▶ TASK GOAL:
The reply should hold nothing except the lines from the one with "Phrase: teeth" through the end of the entries, duplicated exactly and with no pictures.

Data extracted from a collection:
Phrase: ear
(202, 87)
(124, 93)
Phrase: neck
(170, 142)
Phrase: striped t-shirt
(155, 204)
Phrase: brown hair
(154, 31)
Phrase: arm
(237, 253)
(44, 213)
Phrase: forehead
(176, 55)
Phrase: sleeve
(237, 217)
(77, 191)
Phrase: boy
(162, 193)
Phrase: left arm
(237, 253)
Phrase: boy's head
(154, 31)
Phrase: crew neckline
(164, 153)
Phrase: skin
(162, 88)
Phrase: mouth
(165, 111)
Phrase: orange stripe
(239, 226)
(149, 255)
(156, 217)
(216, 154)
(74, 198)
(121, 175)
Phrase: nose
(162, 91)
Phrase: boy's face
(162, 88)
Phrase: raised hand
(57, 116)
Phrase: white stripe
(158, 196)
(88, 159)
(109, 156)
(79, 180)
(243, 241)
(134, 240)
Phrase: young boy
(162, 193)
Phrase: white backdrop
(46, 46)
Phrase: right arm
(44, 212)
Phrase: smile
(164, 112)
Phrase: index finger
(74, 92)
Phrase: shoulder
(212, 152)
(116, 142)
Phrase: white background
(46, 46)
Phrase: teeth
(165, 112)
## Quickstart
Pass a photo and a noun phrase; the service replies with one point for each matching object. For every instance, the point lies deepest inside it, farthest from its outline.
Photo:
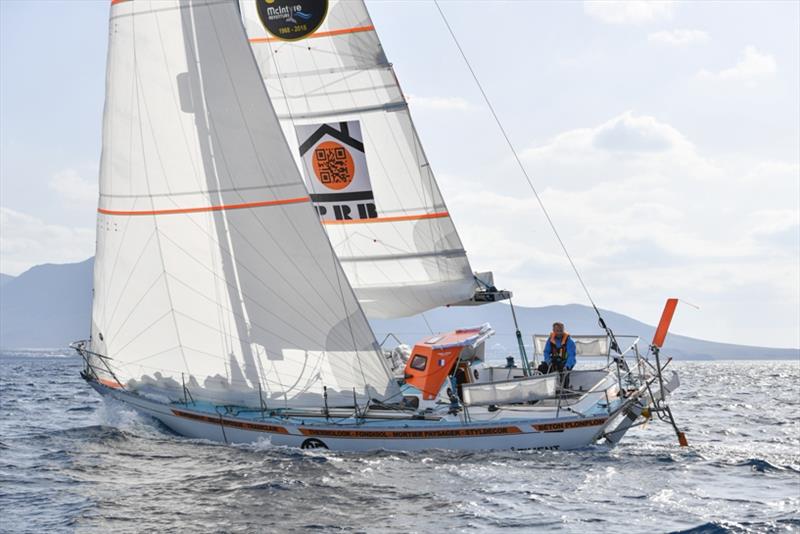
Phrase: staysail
(212, 268)
(342, 109)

▶ TASK ANSWER:
Phrase: teeth
(165, 112)
## Quickstart
Pass a photo and a noun phrase; the service replies with one point for each matching object. For every instance, the point lies deepest inside it, farthest from its outline.
Photo:
Phrase: staysail
(212, 268)
(342, 109)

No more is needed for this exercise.